-- TASK INPUT follows --

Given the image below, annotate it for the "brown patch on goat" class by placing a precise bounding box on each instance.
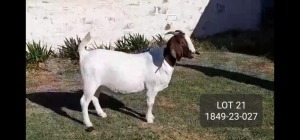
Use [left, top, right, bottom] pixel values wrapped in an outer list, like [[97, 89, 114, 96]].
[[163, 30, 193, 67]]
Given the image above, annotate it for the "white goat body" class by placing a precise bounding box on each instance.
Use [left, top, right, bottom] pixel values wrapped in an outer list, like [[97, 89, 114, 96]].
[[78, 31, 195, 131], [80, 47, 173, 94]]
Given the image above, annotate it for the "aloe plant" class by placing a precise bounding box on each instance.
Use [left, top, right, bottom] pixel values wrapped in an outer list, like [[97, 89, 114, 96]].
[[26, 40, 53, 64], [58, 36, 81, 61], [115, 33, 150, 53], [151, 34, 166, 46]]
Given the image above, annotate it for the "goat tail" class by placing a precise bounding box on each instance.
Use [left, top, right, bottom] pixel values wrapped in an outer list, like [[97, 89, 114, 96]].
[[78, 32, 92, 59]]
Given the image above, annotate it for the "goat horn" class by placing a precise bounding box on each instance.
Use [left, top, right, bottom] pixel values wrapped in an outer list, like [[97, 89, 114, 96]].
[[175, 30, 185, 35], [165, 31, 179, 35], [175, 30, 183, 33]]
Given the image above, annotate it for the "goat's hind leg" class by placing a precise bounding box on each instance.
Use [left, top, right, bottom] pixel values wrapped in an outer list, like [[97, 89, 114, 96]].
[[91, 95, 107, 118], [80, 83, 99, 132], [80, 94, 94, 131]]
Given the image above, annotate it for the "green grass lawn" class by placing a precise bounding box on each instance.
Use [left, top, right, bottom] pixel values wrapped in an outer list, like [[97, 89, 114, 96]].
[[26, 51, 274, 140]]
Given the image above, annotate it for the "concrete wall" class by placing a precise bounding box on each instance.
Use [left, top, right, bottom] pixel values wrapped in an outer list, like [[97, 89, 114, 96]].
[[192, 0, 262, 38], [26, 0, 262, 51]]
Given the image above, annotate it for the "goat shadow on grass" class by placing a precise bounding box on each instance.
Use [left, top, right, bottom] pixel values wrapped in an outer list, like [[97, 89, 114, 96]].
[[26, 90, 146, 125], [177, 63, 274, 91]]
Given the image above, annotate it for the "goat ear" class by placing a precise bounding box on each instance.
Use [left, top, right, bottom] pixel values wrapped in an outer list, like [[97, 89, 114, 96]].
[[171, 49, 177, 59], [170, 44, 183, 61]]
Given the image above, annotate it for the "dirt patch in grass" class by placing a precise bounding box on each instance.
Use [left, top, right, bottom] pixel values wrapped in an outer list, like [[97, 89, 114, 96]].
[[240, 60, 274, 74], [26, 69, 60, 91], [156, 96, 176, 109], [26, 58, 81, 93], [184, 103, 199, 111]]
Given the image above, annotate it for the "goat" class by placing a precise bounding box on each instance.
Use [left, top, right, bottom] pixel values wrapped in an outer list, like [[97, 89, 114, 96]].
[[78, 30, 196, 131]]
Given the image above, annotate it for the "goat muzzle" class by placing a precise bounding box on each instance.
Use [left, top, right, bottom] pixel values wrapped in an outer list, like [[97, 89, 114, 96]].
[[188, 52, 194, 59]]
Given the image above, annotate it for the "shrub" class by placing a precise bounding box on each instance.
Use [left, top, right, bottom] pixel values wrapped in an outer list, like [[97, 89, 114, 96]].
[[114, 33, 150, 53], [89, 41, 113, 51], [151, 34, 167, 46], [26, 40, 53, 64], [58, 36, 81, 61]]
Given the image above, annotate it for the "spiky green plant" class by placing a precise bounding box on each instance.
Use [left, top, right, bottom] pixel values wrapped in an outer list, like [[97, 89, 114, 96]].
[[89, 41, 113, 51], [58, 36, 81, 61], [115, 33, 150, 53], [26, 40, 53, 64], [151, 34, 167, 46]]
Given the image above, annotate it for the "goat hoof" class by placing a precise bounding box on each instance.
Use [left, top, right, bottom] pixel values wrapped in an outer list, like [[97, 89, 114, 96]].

-- TASK INPUT concluded --

*TRY IT:* In your copy of the entries above, leave out the pictures and keep every word exact.

*WRITTEN ANSWER:*
Given the image below, annotate it for the "brown patch on goat" class by placing a precise bounding box on each instance.
Use [left, top, right, bottom] pixel values wrapped in an outer list, like [[97, 89, 114, 96]].
[[163, 30, 193, 67]]
Given the image above, annotate it for the "white goat body" class by placing a precise bounding box on each instance.
Use [left, top, right, bottom] pixel values wrapped in an outer list, like [[97, 89, 114, 96]].
[[78, 31, 195, 131], [80, 47, 173, 94]]
Given the image above, annotate it for the "aloe plant" class by placing a precise bounding box on each instance.
Use [left, top, right, bottom] pixel values wrapped in an outer list, like [[97, 89, 114, 96]].
[[26, 40, 53, 64], [58, 36, 81, 61], [115, 33, 150, 53], [151, 34, 166, 46]]
Given the image above, annotate it for the "goat tail" class by placing a precise bounding box on each instance.
Use [left, top, right, bottom] pixel values wrapped in an outer list, like [[97, 89, 114, 96]].
[[78, 32, 92, 59]]
Given the image above, annotate it for the "goat horn" class by placing a precise bounding box on each instance.
Use [left, top, right, bottom] pixel values wrapped in an outer list, like [[97, 89, 114, 96]].
[[175, 30, 185, 35], [165, 31, 179, 35], [175, 30, 183, 33]]
Given the image above, annotate it for the "goat's hind leg" class by placing a precise bounding box on each instance.
Use [left, top, right, bottom] pixel values wrapped in an outer list, like [[97, 89, 114, 96]].
[[91, 95, 107, 118], [80, 83, 99, 132], [80, 94, 94, 131]]
Given the image above, annotate it for the "green grass lawn" class by placing a precise bounding box on each instance.
Use [left, top, right, bottom] pixel values wrapped in an outer list, like [[97, 89, 114, 96]].
[[26, 51, 274, 140]]
Given the image above, annotate it for the "concrete wall" class by placing a precise bounding box on each instance.
Use [left, top, right, bottom] pixel values wrapped in an outer list, like [[97, 89, 114, 96]].
[[192, 0, 262, 38], [26, 0, 262, 51]]
Given the image above, annotate it for the "goat shadow on grass" class by placing a precise bounding box on each instance.
Use [left, top, right, bottom] pixel values wrapped in an outer list, like [[97, 89, 114, 96]].
[[26, 90, 146, 125], [177, 63, 274, 91]]
Given the image above, annotate it for the "goat ear" class by placing a precise bounding box on each instance.
Use [left, top, right, bottom] pixel values wrapped in an outer list, like [[97, 89, 114, 96]].
[[171, 49, 177, 59], [170, 44, 183, 61]]
Given the image above, annotate it for the "dirt patch in grass" class by placing a precise bounding box on each instance.
Use [left, top, right, bottom] pixel values wrapped in an outer list, like [[97, 89, 114, 96]].
[[240, 60, 274, 74], [26, 69, 60, 91], [156, 96, 176, 109], [26, 58, 81, 93], [184, 103, 199, 111]]
Given the image above, annotate it for the "goat" class by placing a precise bounding box on each instance.
Use [left, top, right, bottom] pixel values wrapped in an outer list, like [[97, 89, 114, 96]].
[[78, 30, 196, 131]]
Given the image above, annotate it for the "goat muzzle" class by placing a precise bounding box on each instance.
Use [left, top, right, bottom] pixel values wrapped in an outer list, like [[97, 89, 114, 96]].
[[188, 52, 194, 59]]
Given the image above, annotate it for the "shrub" class by placing a precise bounding box on each instance.
Use [left, top, right, bottom] pixel values wrapped in an outer list, like [[97, 89, 114, 96]].
[[114, 33, 150, 53], [89, 41, 113, 51], [151, 34, 167, 46], [26, 40, 53, 64], [58, 36, 81, 61]]
Given the image above, annotate it for the "spiky green plant" class by placing a precise bounding box on each instance.
Use [left, top, right, bottom] pixel values wrapped in an outer list, like [[97, 89, 114, 96]].
[[89, 41, 113, 51], [58, 36, 81, 61], [115, 33, 150, 53], [26, 40, 53, 64], [151, 34, 167, 46]]
Given the image above, annotate it for the "goat hoof" class by placing a precise bounding box on each instance.
Use [left, top, right, bottom] pixel values wrapped in an outer list, like [[97, 89, 114, 96]].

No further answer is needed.